*What to work on*: Rewrite the records from the line with "Target: black sneaker" through the end, changing "Pick out a point" to "Place a dot" and leaving everything else as it is. Return only those lines.

##### Data to process #####

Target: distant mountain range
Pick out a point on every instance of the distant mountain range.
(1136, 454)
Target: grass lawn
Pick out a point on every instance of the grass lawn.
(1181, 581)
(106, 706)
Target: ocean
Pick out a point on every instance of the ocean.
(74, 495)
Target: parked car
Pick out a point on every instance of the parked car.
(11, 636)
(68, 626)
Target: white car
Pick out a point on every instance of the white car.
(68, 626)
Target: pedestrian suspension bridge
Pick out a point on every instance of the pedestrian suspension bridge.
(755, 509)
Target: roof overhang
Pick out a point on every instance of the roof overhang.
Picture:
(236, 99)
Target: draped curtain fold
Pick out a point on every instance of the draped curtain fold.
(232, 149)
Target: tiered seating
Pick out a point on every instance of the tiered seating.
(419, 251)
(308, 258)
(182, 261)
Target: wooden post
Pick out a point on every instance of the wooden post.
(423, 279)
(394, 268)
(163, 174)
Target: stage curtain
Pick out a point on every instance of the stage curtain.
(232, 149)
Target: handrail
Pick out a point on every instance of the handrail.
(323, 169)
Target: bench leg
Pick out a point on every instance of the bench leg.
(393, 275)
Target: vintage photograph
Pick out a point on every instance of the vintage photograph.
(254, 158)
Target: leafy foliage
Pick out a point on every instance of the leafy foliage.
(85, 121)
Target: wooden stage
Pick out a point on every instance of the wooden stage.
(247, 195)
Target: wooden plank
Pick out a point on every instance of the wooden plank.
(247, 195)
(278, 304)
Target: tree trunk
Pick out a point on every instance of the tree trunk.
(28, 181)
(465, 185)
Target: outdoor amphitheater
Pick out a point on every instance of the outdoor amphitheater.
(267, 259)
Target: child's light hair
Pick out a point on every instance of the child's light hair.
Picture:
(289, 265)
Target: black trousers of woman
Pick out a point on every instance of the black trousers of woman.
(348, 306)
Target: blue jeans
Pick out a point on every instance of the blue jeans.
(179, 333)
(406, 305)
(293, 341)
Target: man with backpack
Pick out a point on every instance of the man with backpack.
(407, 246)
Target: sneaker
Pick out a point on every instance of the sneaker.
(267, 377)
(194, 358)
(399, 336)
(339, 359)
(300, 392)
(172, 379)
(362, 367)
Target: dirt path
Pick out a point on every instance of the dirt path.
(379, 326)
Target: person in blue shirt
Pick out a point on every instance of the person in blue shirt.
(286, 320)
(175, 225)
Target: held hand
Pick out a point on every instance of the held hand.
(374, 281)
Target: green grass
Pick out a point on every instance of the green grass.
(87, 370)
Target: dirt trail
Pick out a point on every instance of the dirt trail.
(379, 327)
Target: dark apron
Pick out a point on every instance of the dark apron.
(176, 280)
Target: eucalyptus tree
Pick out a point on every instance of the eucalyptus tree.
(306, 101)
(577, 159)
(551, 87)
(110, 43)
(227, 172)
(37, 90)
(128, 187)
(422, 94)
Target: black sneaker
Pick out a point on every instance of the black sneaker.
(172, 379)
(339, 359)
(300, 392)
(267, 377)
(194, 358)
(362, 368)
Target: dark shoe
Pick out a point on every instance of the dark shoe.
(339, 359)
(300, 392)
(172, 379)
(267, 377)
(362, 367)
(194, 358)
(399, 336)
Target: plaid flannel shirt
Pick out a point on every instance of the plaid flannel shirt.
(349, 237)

#####

*Response to this exercise*:
Target: black sneaker
Place a dot on every instance of the black sneaker.
(172, 379)
(339, 359)
(300, 392)
(267, 377)
(194, 358)
(362, 368)
Target: dark shoe
Place a dot on every instance of the dark shoe.
(339, 359)
(300, 392)
(172, 379)
(267, 377)
(362, 367)
(194, 358)
(399, 336)
Target: plaid flannel shirt
Place a dot on every instance of the plaid flannel shirt.
(349, 237)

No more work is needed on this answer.